- [Description of the task]: Type out the entries again, matching each one exactly.

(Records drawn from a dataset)

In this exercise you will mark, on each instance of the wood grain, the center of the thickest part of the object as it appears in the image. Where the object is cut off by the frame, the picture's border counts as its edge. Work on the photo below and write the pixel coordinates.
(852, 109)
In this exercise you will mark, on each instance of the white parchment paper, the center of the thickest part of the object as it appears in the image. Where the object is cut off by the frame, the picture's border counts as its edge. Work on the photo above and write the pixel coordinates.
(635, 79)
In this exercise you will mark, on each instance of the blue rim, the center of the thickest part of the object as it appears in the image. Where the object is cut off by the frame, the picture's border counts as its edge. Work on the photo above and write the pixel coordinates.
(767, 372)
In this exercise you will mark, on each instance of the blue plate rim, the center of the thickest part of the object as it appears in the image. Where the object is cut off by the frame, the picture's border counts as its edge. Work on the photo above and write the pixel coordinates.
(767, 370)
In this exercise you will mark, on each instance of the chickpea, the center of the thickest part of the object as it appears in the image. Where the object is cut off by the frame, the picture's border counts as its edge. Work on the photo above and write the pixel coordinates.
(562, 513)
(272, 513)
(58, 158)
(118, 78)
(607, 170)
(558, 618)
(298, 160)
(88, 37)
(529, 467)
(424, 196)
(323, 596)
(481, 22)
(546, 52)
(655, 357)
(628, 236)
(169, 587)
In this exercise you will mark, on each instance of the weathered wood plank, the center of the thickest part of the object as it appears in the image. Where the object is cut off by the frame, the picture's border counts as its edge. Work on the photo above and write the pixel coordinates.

- [Result of this task]:
In this exercise you will mark, on each instance of the wood grain, the center of the thickest part of the object as it appears in the image. Where the object is cut off by the frame, the picture's border counts as its edge. Work on the photo below and write the pixel coordinates.
(852, 109)
In this exercise you will mark, on each instance of the white parchment paper, the center of the thickest part of the object as it appears in the image. Where the object is cut off by the frame, the picture's border counts as its edge. Work on the photo above and write the pixel coordinates.
(635, 79)
In this exercise you will mark, on each instance of the blue rim, the center of the thickest part of the object as it appears in the image. Where the object is cut off by the frame, the picture's border counts as its edge. Work on the photo above and write the pixel coordinates.
(767, 372)
In this exercise you will mark, on each instance of the blue plate rim, the center of the thickest part of the object as it appears in the image. Where the object is cut off by the frame, the picture's border counts as its edge. Work on the photo above and write the pixel coordinates.
(767, 370)
In this exercise you will mark, on each instance of the chickpea, the center of the thickest part of the object as it appears in the image. Where the object is cut off by the frame, the picture's border counts as its edge. Work on the photo above and write the pixel coordinates.
(562, 513)
(272, 513)
(58, 158)
(118, 78)
(607, 170)
(558, 618)
(298, 160)
(88, 37)
(529, 467)
(424, 196)
(323, 596)
(481, 22)
(546, 52)
(655, 357)
(628, 236)
(169, 587)
In this exercise you will mark, on each instance of the weathered wood plank, the center of the thickest part of the object as it appears in the image. Where the object is cut off by the frame, the picture's border counts as its edge. Work on the photo above and write the pixel coordinates.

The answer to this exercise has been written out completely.